### Excerpted text:
>> BEGIN

This particular jjimjilbang contains eight different temperature baths, two steam saunas and one dry sauna. Men of all ages relax in the pools sharing conversation and laughter. There is a general sense of comfort and peacefulness moving from pool to pool (my favorite bath was the waterfall pool in which a huge plume of water comes crashing down upon your head). If the saunas do not soothe tired muscles then there are options for foot, face and full-body massages.

After soaking one can don the fancy blues or pinks and meet in the co-ed area. This large area between the two single sex saunas is a place for women and men to meet and show of their ultra sexy clothing. It contains a bar, restaurant, more saunas (see picture: our particular favorite was the ice room complete with a snowman), massage chairs (total awesomeness) and areas to sleep. Your 7,000 won entry fee is good for 24 hrs so many people will use the jjimjilbang as a place to spend the night (notice the tiny little sleeping hole cubbies behind Jess in the second picture). We were thinking that this is might be a cool (and cheap) form of housing the next time we decide to cruise around Korea on a multi-day trip.

Yup, the saunas will definitely be a mainstay during the long upcoming winter months. Now,the only thing left for us to decide is would it be too pathetically sad if we started bringing papers to grade to the jjimjilbang?

Sunday, October 14, 2007

Sunday Evening Blues

It’s become lovely here in Korea.

The sun is out, the air is crisp, and the leaves are poised to change colors, but holding off for just a little while so that we can enjoy the anticipation. The only thing is, I’ve been working all day, so the perfect weather does nothing but sharpen my angst. It’s been a difficult day of self-pity, after I realized this morning that an erratic school schedule for the week (PSAT testing, computer training and a Friday inservice) was robbing me of 5 hours of planning time (roughly all I have). Of course, unless I’m ready to start playing movies and ignoring my classes (I’m not, at least not yet), those 5 hours have to come from somewhere, either from my Sunday or the weeknights I already spend grading. And every hour seems claimed to begin with. Is this the stage of adulthood when I start holding my breath and counting the days until retirement? It seems like it’s a little early for that.

>> END

### Task instructions:
1 – Answer these questions from the blog excerpt.
(a) How many dry saunas does the jjimjilbang contain?
(b) For how long is the 7,000 won entry fee good?
(c) How many hours of planning time does the week's school schedule take from the writer?
2 – Write out the blog excerpt from "The sun is out, the" up to and including "early for that.".

### Records:
>> BEGIN

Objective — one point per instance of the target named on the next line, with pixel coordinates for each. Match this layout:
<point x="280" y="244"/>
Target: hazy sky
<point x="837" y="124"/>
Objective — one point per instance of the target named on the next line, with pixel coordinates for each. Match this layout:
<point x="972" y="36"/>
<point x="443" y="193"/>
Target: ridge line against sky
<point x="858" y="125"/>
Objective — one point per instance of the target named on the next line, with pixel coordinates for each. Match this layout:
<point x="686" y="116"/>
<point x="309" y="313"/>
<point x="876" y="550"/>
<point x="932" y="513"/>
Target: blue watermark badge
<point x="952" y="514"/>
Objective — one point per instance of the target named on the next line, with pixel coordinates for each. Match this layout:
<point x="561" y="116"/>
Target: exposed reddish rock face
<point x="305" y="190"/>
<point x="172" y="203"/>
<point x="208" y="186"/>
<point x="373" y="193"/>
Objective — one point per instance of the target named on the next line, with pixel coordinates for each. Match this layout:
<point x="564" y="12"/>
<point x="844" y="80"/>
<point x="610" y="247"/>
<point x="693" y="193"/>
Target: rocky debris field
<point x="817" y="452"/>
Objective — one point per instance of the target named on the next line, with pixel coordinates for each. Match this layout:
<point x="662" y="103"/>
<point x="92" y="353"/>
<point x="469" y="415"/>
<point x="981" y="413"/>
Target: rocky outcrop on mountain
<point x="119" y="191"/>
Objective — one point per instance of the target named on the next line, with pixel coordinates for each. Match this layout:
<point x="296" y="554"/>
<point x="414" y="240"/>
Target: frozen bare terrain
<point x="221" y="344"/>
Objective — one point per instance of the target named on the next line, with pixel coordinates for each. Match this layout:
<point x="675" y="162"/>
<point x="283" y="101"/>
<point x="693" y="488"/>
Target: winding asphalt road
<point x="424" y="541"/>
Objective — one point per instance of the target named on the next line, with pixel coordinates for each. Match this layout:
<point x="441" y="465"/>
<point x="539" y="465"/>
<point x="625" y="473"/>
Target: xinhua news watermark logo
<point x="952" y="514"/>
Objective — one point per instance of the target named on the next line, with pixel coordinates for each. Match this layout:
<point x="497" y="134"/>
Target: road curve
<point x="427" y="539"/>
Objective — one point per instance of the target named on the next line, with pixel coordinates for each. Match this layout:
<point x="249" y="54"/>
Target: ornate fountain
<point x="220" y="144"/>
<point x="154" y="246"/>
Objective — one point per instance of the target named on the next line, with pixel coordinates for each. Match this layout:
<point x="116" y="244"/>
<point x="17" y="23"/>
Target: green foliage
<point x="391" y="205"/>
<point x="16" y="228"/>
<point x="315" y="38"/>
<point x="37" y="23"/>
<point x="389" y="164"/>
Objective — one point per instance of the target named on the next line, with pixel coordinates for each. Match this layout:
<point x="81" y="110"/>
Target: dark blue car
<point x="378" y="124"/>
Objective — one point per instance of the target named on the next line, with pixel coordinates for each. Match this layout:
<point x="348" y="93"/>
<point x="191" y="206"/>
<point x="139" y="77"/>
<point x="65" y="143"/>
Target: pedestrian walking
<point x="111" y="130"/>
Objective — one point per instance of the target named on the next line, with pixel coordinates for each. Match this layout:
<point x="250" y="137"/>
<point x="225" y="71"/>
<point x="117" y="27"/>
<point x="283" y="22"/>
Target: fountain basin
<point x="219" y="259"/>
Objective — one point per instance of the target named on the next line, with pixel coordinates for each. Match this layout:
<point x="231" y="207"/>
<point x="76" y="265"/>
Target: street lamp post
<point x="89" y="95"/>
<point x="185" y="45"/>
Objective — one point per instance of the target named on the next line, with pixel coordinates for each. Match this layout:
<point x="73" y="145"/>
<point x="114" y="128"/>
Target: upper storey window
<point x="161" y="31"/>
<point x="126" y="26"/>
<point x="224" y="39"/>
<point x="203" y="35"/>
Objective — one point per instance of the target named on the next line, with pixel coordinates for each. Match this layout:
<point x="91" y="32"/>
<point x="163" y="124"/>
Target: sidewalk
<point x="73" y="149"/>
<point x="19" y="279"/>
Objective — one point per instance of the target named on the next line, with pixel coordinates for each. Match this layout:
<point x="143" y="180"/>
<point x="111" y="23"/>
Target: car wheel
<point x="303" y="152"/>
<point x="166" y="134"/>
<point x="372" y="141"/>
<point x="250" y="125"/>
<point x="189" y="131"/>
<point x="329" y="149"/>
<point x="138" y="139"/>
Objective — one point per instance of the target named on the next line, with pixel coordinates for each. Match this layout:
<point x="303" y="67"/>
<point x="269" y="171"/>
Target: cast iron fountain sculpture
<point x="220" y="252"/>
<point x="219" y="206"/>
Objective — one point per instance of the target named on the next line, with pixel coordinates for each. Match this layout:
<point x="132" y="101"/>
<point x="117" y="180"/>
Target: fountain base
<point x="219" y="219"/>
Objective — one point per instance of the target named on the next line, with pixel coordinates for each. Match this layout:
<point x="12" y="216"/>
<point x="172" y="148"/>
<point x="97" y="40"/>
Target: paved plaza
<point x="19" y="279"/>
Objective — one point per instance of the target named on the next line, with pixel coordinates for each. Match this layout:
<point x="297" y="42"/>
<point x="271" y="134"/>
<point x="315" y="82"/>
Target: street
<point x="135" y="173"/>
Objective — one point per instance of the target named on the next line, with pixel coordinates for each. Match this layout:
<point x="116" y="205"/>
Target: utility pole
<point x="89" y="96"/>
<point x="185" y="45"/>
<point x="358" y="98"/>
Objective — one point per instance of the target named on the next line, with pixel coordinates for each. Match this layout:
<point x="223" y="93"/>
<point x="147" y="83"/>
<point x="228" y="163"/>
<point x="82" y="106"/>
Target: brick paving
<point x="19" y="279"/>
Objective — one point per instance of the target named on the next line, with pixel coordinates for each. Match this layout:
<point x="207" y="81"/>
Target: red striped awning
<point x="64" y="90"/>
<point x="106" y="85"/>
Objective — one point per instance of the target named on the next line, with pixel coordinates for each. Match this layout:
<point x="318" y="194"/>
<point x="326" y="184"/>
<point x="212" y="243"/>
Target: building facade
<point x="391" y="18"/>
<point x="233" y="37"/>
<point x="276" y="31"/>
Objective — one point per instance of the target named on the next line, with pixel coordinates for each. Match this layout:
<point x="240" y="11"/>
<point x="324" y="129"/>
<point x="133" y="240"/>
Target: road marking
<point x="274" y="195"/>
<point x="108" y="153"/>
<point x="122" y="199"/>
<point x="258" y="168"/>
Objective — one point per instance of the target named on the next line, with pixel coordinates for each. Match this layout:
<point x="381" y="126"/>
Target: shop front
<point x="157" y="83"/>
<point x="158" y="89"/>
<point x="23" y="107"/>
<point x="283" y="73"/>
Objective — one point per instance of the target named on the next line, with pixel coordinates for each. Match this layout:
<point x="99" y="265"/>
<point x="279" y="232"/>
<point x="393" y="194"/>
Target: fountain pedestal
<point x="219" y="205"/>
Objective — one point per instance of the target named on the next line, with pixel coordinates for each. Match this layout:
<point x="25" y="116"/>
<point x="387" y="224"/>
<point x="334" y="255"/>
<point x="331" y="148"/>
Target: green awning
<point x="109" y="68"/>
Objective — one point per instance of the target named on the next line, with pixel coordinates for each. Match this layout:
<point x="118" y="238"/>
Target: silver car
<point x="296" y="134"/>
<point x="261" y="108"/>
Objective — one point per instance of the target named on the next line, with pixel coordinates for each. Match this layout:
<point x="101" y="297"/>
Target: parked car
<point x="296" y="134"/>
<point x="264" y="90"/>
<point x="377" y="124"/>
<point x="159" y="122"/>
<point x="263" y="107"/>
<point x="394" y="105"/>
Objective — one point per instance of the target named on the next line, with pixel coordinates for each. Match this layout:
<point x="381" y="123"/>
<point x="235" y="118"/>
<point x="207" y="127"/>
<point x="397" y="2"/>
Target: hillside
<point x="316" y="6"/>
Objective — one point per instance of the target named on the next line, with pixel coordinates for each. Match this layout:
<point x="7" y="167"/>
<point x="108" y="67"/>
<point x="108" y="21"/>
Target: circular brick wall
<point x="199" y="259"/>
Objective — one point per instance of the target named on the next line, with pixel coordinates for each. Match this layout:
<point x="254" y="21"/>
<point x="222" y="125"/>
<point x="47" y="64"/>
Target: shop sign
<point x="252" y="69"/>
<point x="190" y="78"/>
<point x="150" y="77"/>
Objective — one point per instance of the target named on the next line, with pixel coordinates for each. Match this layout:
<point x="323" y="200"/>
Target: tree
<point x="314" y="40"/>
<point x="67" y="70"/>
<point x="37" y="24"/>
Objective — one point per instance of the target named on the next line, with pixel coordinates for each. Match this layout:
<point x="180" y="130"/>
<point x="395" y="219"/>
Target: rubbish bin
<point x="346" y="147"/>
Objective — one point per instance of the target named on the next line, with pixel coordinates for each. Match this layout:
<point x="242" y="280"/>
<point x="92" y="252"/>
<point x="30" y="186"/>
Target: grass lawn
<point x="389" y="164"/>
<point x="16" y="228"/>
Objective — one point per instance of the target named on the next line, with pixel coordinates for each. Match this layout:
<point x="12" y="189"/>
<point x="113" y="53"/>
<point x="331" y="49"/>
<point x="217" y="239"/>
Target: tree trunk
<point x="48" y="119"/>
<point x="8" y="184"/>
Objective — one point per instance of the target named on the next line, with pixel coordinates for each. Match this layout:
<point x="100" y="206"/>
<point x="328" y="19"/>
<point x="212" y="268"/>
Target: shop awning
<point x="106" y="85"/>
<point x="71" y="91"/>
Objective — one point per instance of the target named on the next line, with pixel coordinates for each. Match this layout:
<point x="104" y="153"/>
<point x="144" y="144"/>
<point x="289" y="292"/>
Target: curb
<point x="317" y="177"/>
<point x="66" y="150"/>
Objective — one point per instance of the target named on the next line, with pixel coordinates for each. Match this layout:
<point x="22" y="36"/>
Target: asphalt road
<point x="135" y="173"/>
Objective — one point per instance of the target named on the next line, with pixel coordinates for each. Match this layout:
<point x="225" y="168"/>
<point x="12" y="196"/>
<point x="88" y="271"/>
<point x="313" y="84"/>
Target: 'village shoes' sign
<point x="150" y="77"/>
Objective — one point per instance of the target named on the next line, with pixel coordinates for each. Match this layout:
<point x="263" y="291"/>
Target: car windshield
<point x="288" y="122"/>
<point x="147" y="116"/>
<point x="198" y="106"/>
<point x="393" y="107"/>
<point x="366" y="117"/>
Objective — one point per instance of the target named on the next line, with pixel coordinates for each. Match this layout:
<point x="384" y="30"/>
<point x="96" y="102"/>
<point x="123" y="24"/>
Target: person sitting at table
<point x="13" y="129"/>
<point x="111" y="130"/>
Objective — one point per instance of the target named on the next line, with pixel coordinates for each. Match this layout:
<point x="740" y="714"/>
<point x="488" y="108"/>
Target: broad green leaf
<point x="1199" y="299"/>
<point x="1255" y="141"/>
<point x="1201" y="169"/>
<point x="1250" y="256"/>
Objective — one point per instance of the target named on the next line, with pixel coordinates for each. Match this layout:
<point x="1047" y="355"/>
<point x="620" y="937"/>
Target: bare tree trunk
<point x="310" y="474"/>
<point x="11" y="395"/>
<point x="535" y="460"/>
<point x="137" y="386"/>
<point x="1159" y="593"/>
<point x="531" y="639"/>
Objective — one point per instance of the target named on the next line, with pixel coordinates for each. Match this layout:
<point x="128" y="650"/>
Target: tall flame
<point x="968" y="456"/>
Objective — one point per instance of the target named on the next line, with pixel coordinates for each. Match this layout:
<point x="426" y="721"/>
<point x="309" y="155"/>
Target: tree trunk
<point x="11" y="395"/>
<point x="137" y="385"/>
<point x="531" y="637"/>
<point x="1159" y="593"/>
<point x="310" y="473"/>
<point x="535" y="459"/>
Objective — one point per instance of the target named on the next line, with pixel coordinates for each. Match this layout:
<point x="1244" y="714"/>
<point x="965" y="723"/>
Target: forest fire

>> END

### Final results:
1 –
(a) One.
(b) 24 hours.
(c) 5 hours.

2 –
The sun is out, the air is crisp, and the leaves are poised to change colors, but holding off for just a little while so that we can enjoy the anticipation. The only thing is, I’ve been working all day, so the perfect weather does nothing but sharpen my angst. It’s been a difficult day of self-pity, after I realized this morning that an erratic school schedule for the week (PSAT testing, computer training and a Friday inservice) was robbing me of 5 hours of planning time (roughly all I have). Of course, unless I’m ready to start playing movies and ignoring my classes (I’m not, at least not yet), those 5 hours have to come from somewhere, either from my Sunday or the weeknights I already spend grading. And every hour seems claimed to begin with. Is this the stage of adulthood when I start holding my breath and counting the days until retirement? It seems like it’s a little early for that.